● **Goal**
Count the lines in the data below that contain the word "leaf", and reply with that number alone.

● **Material for this exercise**
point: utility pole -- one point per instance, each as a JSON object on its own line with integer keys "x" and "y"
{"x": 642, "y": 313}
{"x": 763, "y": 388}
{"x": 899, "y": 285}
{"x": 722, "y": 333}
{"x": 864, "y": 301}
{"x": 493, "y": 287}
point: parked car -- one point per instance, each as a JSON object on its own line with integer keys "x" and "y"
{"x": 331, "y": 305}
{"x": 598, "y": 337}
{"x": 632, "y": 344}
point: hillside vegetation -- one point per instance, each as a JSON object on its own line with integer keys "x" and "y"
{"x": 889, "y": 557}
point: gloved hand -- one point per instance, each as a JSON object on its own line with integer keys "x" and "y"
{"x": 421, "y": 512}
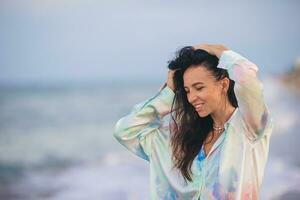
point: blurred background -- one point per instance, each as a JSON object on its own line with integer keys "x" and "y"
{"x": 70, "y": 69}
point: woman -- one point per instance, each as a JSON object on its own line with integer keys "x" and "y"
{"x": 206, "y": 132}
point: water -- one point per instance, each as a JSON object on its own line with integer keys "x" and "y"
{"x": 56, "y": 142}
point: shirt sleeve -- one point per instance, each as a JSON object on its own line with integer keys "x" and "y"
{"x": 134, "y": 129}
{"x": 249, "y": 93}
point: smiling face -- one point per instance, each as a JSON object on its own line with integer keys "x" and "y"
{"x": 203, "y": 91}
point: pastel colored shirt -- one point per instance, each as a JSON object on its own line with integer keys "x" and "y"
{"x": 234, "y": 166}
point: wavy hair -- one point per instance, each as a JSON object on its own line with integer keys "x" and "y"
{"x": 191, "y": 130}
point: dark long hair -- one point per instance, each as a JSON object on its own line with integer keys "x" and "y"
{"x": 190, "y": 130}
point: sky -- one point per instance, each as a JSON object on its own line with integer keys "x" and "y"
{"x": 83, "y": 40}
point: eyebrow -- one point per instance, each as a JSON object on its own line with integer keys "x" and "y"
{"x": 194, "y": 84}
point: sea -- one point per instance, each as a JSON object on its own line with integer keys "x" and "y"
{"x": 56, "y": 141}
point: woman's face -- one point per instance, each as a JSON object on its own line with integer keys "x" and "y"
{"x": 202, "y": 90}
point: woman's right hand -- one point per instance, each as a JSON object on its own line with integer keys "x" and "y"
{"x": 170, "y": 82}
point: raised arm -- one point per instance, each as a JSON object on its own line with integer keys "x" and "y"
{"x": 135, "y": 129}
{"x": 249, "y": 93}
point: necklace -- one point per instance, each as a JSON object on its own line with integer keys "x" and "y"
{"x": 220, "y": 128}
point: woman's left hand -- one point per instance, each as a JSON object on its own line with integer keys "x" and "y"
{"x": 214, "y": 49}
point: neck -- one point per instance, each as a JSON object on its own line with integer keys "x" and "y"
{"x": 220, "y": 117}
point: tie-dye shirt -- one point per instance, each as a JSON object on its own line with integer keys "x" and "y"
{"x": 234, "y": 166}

* * *

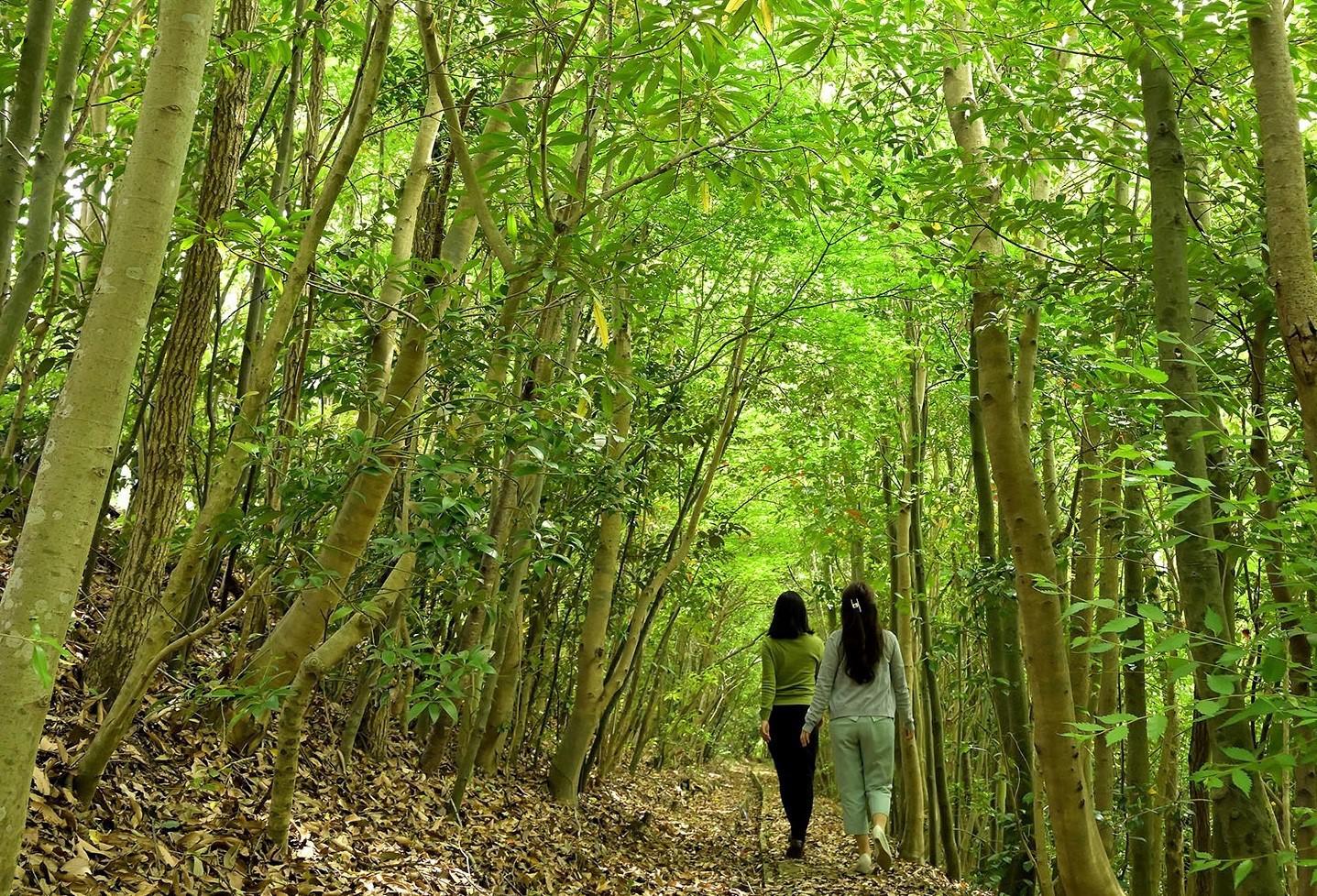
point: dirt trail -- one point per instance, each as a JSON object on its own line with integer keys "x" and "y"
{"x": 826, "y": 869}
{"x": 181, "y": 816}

* * *

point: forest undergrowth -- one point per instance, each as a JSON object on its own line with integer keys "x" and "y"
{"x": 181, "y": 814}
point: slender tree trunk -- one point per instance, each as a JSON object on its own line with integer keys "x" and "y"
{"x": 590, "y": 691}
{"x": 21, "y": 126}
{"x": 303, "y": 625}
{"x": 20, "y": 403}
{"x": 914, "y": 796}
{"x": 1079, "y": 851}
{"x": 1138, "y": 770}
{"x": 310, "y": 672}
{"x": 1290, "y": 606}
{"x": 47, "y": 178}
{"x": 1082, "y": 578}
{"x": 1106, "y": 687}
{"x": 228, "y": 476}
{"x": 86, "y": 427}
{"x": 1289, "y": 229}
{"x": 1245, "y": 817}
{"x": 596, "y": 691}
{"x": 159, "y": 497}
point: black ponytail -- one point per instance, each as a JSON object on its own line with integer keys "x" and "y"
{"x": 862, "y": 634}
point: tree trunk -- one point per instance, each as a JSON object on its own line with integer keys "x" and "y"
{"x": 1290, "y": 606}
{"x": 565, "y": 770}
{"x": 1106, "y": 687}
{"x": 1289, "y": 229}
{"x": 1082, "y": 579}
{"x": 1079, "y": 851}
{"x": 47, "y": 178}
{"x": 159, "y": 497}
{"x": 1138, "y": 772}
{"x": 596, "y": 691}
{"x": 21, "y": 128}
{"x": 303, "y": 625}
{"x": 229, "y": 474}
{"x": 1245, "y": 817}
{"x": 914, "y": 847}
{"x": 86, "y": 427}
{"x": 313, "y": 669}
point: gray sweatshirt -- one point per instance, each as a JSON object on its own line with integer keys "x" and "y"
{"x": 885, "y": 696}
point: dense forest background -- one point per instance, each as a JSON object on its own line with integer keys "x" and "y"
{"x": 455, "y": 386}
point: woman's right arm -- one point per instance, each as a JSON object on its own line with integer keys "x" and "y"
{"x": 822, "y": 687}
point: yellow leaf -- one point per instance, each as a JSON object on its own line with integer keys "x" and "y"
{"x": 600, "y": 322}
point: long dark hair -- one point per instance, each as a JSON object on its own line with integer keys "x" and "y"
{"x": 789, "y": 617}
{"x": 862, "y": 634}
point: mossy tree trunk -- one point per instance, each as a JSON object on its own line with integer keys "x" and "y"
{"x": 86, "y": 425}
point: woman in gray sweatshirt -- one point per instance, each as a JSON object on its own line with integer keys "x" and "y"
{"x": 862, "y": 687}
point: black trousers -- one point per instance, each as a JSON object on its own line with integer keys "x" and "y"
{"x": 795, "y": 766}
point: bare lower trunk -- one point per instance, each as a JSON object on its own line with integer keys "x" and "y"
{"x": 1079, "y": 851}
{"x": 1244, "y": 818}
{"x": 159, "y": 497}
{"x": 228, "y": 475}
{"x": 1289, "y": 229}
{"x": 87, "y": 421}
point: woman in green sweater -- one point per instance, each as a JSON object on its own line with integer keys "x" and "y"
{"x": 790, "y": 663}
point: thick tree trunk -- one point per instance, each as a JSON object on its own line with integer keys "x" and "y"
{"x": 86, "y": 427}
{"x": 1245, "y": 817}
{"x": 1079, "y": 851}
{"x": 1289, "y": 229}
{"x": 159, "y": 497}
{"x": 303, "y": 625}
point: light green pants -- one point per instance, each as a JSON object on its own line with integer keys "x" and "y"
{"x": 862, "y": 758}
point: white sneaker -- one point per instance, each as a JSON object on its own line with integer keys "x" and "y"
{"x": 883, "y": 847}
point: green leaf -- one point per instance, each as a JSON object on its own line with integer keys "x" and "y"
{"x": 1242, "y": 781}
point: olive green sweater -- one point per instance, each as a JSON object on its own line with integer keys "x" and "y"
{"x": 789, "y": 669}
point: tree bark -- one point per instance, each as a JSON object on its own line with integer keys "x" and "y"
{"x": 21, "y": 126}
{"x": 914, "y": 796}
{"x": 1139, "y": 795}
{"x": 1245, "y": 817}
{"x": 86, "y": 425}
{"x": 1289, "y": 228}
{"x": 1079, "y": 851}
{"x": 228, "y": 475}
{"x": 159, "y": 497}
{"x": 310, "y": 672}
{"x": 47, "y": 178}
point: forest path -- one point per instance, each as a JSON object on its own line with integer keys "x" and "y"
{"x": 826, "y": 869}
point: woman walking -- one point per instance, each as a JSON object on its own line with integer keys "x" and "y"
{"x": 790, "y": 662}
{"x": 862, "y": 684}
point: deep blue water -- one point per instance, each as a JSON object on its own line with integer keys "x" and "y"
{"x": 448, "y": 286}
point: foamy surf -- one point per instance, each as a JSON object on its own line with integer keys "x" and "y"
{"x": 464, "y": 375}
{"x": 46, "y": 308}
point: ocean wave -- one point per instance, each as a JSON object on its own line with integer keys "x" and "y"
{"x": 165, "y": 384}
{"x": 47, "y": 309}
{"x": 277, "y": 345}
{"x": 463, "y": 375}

● **Completed task**
2